Goal of the exercise. Within this material, how many lines have the string "sample" in them? The answer is a number, with nothing added.

Source material.
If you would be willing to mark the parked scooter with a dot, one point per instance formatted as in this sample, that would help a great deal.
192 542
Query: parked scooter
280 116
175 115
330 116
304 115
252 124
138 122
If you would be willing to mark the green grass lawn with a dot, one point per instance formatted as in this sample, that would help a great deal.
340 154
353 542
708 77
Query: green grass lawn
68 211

Answer to the exercise. 2